**WHAT IS NEEDED**
Write the next part of the passage on mapping sites of harm at Joint Base Lewis-McChord, picking up after its final sentence.

**SUPPLIED PASSAGE**
For my project I decided to map Joint Base Lewis-McChord (JBLM), one of the largest military bases in the continental United States, and the largest on the West Coast. JBLM proper is 86,000 acres and the Yakima Training Center (an extension of JBLM) is 324,000 acres (Wikipedia).
JBLM is one of the major bases involved in projecting power into the Indo-Pacific region and has played a crucial role in the “Pivot to the Pacific” (Ashton 2015). Many maps exist of the base, all offering different perspectives of the place. I wanted to create a map which focuses on sites of harm within the base. These sites of harm extend beyond the borders of JBLM, affecting surrounding communities and communities around the globe which are impacted by U.S. imperialism. Some of these harms include environmental harms, harms to health, psychological harm, judicial harm, and social harms.
We in the Olympia-Tacoma area are living on stolen, occupied land of the Medicine Creek Treaty Tribes. When thinking about U.S. imperialism we must remember the history of colonization and attempted genocide of the Indigenous peoples of this land — the first acts of imperialism undertaken by a fledgling empire. All across the globe, the United States military is controlling indigenous lands in order to maintain U.S. dominance and hegemony in the geopolitical sphere.
During our January 2019 field trip to JBLM, we made a stop on the west bank of the Nisqually River, in Thurston County within the Nisqually Reservation. Just across the river we could see part of the reservation which was illegally condemned by Pierce County and seized by the Army for a the creation of a base in Winter 1917 (Wilkinson 2000). (See Nisqually and Fort Lewis). Sounds of the river and the wildlife were heard over a cacophony of gunshots from a training underway across the river. Many of us felt startled by the violent noises. For the Nisqually people, the sounds of gunshots and explosions have become a near-constant presence in their lives due to the base’s proximity to the reservation.

**SUPPLIED MATERIAL**
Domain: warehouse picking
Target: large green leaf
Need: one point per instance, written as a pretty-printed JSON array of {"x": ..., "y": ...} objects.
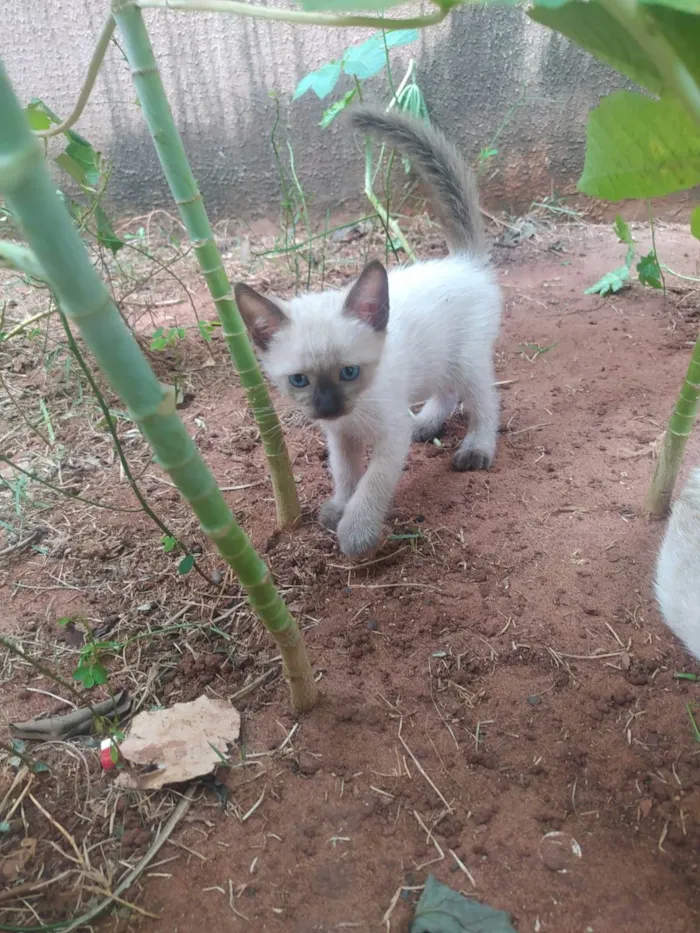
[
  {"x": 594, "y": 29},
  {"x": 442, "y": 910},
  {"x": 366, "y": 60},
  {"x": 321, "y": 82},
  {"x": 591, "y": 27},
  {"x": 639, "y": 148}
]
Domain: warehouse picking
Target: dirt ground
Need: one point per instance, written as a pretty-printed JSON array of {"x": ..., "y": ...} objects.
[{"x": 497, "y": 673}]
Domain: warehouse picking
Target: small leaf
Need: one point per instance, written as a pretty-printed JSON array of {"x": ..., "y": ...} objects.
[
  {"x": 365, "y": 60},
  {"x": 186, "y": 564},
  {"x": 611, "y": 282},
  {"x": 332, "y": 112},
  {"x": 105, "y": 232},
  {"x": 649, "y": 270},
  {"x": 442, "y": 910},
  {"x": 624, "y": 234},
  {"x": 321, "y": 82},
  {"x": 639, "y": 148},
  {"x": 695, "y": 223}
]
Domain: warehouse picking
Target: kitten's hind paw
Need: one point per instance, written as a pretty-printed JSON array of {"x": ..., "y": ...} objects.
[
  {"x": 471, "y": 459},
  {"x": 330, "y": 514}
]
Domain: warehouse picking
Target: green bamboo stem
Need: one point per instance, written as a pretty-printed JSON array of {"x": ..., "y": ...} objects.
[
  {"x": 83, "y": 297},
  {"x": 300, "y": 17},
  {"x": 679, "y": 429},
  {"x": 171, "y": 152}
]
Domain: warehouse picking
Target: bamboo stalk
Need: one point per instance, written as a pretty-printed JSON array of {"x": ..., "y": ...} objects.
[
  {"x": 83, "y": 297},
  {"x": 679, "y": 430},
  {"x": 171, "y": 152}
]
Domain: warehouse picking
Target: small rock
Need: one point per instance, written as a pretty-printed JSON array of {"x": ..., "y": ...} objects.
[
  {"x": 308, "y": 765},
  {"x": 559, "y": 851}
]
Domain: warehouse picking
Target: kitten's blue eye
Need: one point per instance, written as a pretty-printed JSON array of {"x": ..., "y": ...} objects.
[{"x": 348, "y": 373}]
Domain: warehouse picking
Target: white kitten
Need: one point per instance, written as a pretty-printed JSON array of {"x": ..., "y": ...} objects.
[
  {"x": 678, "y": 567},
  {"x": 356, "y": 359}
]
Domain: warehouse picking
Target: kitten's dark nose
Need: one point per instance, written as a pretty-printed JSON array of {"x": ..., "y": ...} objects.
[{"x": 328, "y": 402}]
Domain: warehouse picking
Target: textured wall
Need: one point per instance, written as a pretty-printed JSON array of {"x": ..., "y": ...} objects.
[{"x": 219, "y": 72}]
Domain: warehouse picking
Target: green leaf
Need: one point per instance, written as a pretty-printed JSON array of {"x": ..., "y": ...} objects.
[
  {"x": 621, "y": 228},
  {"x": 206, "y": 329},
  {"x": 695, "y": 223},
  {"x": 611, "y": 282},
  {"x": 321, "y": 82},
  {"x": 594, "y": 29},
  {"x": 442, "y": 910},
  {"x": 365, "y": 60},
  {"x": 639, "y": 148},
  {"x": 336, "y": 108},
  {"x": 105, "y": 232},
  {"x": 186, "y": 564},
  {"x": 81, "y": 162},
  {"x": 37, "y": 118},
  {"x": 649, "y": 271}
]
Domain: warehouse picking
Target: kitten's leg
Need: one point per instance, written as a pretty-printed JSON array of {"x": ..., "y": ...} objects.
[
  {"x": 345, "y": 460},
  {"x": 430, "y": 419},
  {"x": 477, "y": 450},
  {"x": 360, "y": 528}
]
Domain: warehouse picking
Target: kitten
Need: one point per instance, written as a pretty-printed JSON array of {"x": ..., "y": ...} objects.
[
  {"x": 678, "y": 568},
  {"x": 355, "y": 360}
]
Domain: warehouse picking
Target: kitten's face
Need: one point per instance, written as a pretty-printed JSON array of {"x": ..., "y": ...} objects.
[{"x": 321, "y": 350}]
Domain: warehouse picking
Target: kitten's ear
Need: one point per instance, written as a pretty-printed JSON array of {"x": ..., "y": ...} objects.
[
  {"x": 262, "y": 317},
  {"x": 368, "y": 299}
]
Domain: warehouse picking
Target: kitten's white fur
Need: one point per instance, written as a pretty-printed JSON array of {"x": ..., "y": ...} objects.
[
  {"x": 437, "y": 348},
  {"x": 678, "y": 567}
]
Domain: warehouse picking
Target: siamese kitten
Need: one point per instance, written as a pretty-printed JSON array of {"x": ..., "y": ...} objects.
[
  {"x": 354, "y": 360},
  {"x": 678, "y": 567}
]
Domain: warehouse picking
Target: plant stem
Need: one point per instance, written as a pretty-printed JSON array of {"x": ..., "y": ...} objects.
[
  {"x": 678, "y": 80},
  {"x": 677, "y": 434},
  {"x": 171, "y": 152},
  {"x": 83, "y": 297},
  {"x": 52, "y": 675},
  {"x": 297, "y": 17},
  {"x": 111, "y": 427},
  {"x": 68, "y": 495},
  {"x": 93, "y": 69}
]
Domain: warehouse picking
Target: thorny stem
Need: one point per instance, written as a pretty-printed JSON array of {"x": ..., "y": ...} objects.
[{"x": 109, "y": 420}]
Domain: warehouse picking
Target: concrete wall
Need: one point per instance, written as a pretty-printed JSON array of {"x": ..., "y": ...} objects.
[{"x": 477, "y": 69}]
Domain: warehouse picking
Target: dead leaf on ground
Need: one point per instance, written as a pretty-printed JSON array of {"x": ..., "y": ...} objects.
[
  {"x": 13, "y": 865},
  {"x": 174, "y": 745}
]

**RESULT**
The impact and artillery areas are where the different JBLM combat units train and practice war games before deployment. In these areas, soldiers conduct live munitions trainings, detonations, and train with armored fighting vehicles such as Strykers. These drills create pollution, leaching toxins which contaminate the groundwater, surrounding areas and generate noise pollution which can be heard in neighboring communities such as the Nisqually Reservation. The North Impact Area, which the public can see on the road from DuPont to Steilacoom, is a rifle training range.
The “Artillery Impact Area” is located on the Nisqually Prairie, which is one of the largest remaining native prairies in the South Puget Sound area. This prairie is home to several federally listed species including the Mazama pocket gopher, the streak horned lark, Taylor’s checkerspot butterfly, western bluebirds, and salmon and Puget Sound steelhead (JBLM Fish and Wildlife). It also home to more then two-thirds of the stolen Nisqually Reservation.
Leschi Town is located between the Control Impact Area and the Artillery Impact Area. Utilized for Modern Operations on Urban Terrain (MOUT) training, it is an intricately designed fake town. (See Training and Testing). It is complete with residential areas, a bank, a church, a hospital, farms, a gas station, a hotel, a town hall, police and fire stations, and schools (Lewis Military Installation Map 2008). A FOIA request revealed that the Olympia Police Department also trains at Leschi Town which is consistent with the present militarization of police in the United States. Since the early 2000s the police have been militarizing in the United States, adopting military models of training as well as receiving billions of dollars worth of hand-me-down equipment from the military (Hetherington 2018).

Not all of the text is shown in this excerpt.